__GIVEN TASK__:
Shift every answer point in the records below by adding 19 to each of its pixel coordinates, and reproduce all other lines, requests included, unchanged. Omit the pictures.

─── DATA FOR THE TASK

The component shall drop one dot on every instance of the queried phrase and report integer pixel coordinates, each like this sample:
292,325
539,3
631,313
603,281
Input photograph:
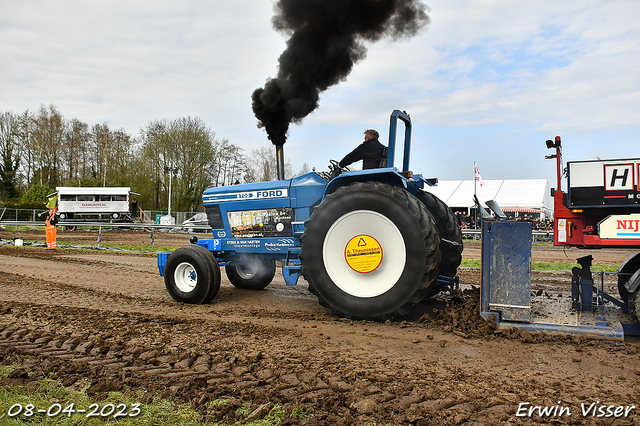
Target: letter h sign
619,177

──────

__FULL OUTPUT__:
The component shall drop one dot on every instance of the queried phrase and report integer pixel coordinates, each like this sample:
292,325
539,3
631,313
603,281
Input photograph:
Target: letter h sign
638,196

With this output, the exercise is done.